[Challenge]: Your task is to output all the records below, word for word.

[Available data]:

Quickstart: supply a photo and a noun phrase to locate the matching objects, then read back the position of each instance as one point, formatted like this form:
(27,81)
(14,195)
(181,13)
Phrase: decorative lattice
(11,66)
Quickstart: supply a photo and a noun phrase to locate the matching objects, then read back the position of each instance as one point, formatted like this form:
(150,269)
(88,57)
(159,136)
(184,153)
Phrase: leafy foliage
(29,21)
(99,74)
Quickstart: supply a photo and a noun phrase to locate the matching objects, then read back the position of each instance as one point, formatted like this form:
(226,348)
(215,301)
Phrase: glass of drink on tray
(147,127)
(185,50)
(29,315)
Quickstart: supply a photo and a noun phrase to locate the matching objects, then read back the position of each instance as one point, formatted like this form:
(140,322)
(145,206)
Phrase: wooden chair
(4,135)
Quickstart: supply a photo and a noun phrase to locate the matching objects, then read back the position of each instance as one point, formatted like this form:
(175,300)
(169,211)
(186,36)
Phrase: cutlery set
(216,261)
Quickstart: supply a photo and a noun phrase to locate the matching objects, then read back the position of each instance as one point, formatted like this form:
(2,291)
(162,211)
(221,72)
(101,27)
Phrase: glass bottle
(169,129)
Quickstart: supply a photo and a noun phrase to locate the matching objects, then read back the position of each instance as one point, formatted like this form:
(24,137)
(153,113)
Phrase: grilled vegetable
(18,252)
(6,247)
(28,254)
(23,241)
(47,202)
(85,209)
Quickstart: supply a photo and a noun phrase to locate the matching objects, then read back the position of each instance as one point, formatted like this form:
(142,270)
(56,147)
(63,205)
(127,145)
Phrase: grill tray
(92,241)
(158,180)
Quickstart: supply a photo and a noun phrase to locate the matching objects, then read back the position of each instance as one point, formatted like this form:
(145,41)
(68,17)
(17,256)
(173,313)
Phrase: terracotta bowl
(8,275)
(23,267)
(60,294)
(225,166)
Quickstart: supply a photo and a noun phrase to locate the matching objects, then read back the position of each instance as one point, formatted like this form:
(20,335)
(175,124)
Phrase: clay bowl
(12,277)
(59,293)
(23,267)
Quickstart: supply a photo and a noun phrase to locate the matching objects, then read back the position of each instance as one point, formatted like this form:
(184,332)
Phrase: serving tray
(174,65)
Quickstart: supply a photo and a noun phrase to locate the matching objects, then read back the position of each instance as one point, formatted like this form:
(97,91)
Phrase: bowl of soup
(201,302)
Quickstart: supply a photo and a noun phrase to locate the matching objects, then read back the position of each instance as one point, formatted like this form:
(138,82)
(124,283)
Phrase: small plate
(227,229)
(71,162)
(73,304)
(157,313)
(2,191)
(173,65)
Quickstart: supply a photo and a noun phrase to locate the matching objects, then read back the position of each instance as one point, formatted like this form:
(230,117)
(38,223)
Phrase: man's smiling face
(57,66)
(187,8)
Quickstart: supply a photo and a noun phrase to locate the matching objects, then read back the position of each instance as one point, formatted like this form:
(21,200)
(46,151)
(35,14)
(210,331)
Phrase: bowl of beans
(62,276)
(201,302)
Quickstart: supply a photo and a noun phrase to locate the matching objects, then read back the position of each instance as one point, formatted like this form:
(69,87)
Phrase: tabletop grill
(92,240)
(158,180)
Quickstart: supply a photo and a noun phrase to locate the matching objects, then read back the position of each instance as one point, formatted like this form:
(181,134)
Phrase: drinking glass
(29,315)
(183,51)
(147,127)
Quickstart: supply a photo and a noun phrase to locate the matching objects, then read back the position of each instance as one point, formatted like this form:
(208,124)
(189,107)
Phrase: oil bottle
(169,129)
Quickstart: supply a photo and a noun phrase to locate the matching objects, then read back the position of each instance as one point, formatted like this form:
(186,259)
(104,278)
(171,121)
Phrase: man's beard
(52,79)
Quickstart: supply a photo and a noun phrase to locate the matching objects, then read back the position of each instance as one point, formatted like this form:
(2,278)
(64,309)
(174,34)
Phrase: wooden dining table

[Result for this task]:
Quickstart: supply a photo and a noun phrase to locate the matching objects, then read back the position of each instance as one point, formatted like this form:
(27,81)
(14,195)
(181,13)
Phrase: decorative lattice
(11,66)
Quickstart: supply a photo and a noun phrase to locate the matching objects, then read back the position of each instance as one point, formatted like this form:
(150,269)
(88,57)
(159,136)
(184,153)
Phrase: leafy foliage
(29,21)
(99,74)
Quickstart: supply a photo and a noun phrase to locate the matching objects, then read back the position of each instance as one point, formatted like this form:
(226,348)
(215,301)
Phrase: glass of drink on tray
(147,127)
(185,50)
(29,315)
Quickstart: supply a photo and a noun phrase to locate the matching objects, then read back the position of each instance as one point, formatted like this form:
(140,322)
(145,206)
Phrase: wooden chair
(4,135)
Quickstart: supply a photo and a noun phrase to locate the matching objects, then read back the position of each instance as one point, formatted like this form:
(175,300)
(169,211)
(186,36)
Phrase: cutlery set
(216,261)
Quickstart: supply a photo and a noun phrase to locate the matching objects, then read back the position of each instance as one point, formatted like this form:
(2,291)
(162,211)
(221,72)
(101,27)
Phrase: glass bottle
(169,129)
Quickstart: supply a photo and a noun phrase to locate the matching objects, then read back the position of each instance as one point, formatted like this form:
(24,137)
(153,113)
Phrase: grilled vegetable
(18,252)
(6,247)
(28,254)
(23,241)
(47,202)
(85,209)
Quickstart: supply a photo and a noun phrase to locate the matching objects, then read back the position of each instance as one point, formatted like this form:
(142,270)
(56,147)
(63,205)
(127,145)
Phrase: grill tray
(92,241)
(158,180)
Quickstart: supply a photo and a noun phrase to locate the matching objects, then read back the position of each instance as one point, formatted like this form:
(145,41)
(68,17)
(17,256)
(173,313)
Phrase: terracotta bowl
(8,275)
(23,267)
(60,294)
(225,166)
Quickstart: supply a photo and a noun phrase to locate the matching objects, then read back the position of each instance as one point, formatted like this form:
(20,335)
(175,124)
Phrase: clay bowl
(12,277)
(59,293)
(23,267)
Quickstart: supply a photo and a noun phrase to locate the matching objects, then read back the position of each instance as one point, formatted like this form:
(184,332)
Phrase: serving tray
(174,65)
Quickstart: supply a photo and a noun phrase to locate the matching objects, then read back the position of each instance as one point, formatted like this form:
(97,91)
Phrase: bowl of soup
(201,302)
Quickstart: supply a photo and a noun phrase to locate the matching objects, then read back the position of each instance as one point, formatted like this form:
(138,82)
(124,283)
Phrase: small plate
(227,229)
(71,162)
(73,304)
(157,313)
(2,191)
(173,65)
Quickstart: supply a photo and a noun phrase to locate the matching objects, then read back the position of each instance as one point, formatted like this form:
(230,117)
(38,223)
Phrase: man's smiling face
(57,66)
(187,8)
Quickstart: supply a photo and a noun phrase to locate the matching objects, then read back the position of each instance as one point, formatted like this form:
(21,200)
(46,151)
(35,14)
(210,331)
Phrase: bowl of beans
(62,276)
(201,302)
Quickstart: supply a photo and a noun phrase to locate the matching objects, then read back the position of each instance as one point, formatted like this form:
(69,87)
Phrase: tabletop grill
(92,240)
(158,180)
Quickstart: supply a photo and a noun phrase to locate the matching objects, then read back the position of each instance as one point, formatted like this form:
(181,134)
Phrase: drinking glass
(29,315)
(183,51)
(147,127)
Quickstart: supply a photo and a noun phrase to locate the matching objects, then read back the position of each instance as one point, formatted like this form:
(208,124)
(189,107)
Phrase: oil bottle
(169,129)
Quickstart: supply a photo and a noun phrase to locate the matching objects, then read back the position of each instance as one point, formatted like this form:
(186,259)
(104,278)
(171,121)
Phrase: man's beard
(52,79)
Quickstart: supply a photo and a noun phrase to locate the matching objects, then read back the position of each instance as one point, formatted like this form:
(2,278)
(64,309)
(174,34)
Phrase: wooden dining table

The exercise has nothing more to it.